Position identification records
━━━━━━━━━━
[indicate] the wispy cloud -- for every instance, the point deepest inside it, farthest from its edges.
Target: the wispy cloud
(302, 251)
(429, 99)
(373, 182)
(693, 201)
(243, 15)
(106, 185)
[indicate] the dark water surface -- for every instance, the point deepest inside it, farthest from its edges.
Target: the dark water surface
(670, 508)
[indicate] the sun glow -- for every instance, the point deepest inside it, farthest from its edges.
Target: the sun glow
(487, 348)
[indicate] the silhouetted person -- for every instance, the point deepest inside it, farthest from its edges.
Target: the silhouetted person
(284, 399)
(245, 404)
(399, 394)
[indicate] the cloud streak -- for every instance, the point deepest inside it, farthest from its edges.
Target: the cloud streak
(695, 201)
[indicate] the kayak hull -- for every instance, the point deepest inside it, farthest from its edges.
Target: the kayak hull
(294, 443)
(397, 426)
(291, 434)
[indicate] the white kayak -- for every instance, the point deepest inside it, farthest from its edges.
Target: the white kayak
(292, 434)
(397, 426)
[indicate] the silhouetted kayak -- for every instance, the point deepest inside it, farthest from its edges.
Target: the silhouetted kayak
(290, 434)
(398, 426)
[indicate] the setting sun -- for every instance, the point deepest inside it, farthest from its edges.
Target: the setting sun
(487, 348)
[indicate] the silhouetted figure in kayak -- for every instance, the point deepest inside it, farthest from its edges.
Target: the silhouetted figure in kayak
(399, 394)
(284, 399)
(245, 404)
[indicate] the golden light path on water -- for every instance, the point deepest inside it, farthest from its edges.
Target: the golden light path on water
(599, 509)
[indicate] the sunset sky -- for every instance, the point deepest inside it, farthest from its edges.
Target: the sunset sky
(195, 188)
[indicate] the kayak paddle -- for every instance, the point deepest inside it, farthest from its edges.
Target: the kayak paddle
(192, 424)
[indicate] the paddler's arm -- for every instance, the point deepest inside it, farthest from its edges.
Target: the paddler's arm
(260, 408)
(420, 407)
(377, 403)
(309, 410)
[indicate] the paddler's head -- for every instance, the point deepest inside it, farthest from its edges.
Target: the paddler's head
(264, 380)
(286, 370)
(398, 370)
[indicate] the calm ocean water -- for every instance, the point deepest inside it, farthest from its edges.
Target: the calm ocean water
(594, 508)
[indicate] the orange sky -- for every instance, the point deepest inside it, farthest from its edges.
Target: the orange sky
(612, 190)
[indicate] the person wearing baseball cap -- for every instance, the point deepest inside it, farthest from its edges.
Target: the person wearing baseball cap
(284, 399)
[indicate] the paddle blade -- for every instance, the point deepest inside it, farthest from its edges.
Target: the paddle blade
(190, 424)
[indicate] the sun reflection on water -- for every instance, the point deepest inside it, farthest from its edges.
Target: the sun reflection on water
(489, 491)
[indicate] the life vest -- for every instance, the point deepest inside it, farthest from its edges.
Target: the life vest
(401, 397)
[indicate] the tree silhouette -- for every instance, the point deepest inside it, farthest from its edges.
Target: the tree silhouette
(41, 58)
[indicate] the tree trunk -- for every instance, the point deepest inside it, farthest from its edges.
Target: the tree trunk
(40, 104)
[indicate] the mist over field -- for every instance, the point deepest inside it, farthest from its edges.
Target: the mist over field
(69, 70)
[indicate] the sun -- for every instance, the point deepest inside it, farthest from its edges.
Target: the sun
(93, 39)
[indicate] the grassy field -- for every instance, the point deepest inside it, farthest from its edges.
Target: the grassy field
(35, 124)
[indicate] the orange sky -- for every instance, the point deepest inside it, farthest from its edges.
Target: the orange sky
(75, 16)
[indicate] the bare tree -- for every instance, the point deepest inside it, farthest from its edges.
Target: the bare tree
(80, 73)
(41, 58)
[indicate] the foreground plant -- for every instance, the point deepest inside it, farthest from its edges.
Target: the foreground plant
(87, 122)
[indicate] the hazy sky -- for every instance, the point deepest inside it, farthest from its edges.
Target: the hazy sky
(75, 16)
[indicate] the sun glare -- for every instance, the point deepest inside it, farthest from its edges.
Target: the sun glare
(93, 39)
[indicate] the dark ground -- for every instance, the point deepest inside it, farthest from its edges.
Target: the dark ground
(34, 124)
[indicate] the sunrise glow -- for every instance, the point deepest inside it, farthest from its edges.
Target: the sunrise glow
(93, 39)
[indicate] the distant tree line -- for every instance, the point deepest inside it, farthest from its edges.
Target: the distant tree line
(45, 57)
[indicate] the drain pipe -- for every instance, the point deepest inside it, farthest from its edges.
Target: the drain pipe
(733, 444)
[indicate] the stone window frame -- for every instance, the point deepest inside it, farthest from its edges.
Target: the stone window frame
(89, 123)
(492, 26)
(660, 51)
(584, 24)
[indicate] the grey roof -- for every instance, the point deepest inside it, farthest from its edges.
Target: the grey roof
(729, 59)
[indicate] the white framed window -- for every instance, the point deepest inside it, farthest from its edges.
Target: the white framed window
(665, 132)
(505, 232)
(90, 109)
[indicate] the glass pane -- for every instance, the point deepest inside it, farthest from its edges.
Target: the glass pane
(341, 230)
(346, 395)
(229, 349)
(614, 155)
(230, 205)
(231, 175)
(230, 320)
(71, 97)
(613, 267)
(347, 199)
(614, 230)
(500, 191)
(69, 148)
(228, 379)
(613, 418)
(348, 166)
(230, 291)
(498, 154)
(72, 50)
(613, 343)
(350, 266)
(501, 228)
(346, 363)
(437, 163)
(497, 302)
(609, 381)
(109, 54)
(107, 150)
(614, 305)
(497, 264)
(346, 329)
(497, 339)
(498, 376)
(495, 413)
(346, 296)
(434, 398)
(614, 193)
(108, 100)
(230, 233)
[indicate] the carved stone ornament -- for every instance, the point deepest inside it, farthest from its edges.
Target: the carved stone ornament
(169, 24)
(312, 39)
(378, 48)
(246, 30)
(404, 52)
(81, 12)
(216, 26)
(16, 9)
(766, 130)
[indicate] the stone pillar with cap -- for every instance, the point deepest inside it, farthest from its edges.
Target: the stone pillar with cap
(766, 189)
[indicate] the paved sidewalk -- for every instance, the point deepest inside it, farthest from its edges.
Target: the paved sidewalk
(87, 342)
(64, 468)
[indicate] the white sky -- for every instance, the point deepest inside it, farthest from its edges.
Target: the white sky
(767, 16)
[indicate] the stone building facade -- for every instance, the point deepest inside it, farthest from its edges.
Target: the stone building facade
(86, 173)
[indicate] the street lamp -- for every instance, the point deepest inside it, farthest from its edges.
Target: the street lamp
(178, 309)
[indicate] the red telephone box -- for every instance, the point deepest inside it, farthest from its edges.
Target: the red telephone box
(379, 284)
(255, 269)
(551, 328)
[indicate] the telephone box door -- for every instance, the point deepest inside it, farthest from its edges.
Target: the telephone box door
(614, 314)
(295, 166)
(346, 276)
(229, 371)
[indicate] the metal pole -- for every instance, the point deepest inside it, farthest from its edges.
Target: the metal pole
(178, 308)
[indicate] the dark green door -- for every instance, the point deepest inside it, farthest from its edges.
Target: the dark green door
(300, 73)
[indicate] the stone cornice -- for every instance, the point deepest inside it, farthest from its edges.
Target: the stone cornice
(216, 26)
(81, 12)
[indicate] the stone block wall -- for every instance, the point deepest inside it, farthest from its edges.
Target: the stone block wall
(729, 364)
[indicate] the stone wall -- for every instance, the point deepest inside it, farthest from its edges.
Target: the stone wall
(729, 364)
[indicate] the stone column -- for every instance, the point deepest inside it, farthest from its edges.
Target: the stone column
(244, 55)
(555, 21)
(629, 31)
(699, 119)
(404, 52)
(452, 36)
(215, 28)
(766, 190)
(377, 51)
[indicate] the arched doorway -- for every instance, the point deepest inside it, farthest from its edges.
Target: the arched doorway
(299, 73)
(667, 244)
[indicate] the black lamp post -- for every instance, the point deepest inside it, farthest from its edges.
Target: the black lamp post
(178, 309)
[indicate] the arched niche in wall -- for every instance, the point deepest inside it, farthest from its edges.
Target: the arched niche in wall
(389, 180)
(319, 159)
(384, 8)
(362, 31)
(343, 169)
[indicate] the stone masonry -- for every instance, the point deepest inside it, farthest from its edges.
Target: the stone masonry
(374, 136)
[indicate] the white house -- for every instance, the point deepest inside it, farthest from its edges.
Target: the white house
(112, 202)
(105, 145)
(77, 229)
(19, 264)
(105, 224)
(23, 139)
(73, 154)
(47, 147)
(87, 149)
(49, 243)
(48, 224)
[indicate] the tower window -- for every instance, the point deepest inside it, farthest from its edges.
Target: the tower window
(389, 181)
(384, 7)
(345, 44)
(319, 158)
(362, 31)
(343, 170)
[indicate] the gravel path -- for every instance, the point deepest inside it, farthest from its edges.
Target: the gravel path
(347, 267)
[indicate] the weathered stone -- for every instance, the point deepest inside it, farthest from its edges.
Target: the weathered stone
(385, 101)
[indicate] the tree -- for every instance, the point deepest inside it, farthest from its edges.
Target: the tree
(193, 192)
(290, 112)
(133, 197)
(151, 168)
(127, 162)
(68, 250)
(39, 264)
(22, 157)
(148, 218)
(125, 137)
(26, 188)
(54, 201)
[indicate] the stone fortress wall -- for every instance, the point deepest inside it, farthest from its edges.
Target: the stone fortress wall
━━━━━━━━━━
WHAT IS BEING ASKED — Only the lines from the one containing "[indicate] the stone wall" to the end of the listing belong in the output, each reproduced exactly.

CORRECT OUTPUT —
[indicate] the stone wall -- for every instance, the point deepest inside it, farthest from its edges.
Target: the stone wall
(729, 364)
[indicate] the stone column -- for every instance, the point deepest inside it, farthest from its edges.
Target: the stone column
(244, 55)
(555, 21)
(629, 31)
(699, 119)
(404, 52)
(452, 36)
(215, 28)
(766, 190)
(377, 51)
[indicate] the arched doorway -- for every instance, the point deepest inside it, farthest from its edges.
Target: the arched doorway
(299, 73)
(667, 244)
[indicate] the black lamp post -- for every instance, the point deepest inside it, farthest from its edges.
Target: the black lamp post
(178, 309)
[indicate] the arched niche in wall -- for every instance, the point deepest inside it, farthest from its edges.
Target: the arched niche in wall
(389, 180)
(319, 159)
(384, 8)
(362, 31)
(343, 169)
[indicate] the stone masonry -- for every instance, the point deepest inside it, farthest from its edges.
Target: the stone masonry
(374, 136)
[indicate] the white house -- for every instance, the point deepest inside it, farthest from its edges.
Target: the white house
(112, 202)
(105, 145)
(77, 229)
(19, 264)
(105, 224)
(23, 139)
(73, 154)
(47, 147)
(87, 149)
(49, 243)
(48, 224)
[indicate] the tower window -- for every instance, the point deepest inside it, farthest from its edges.
Target: the tower window
(389, 181)
(384, 7)
(345, 44)
(319, 158)
(362, 31)
(343, 170)
[indicate] the gravel path -- for every instance, the point deepest inside it, farthest from its edges.
Target: the gravel path
(347, 267)
[indicate] the weathered stone -- for every instance, the point deepest inside it, farthest from its edges.
Target: the weathered stone
(385, 101)
[indicate] the tree -- for every instance, the point deepest inside it, farthest from its edges.
Target: the tree
(193, 192)
(290, 112)
(133, 197)
(151, 168)
(127, 162)
(68, 250)
(39, 264)
(22, 157)
(148, 218)
(125, 137)
(26, 188)
(54, 201)
[indicate] the stone fortress wall -- for every instance, the point deepest inside it, farthest from its edges.
Target: the stone fortress wall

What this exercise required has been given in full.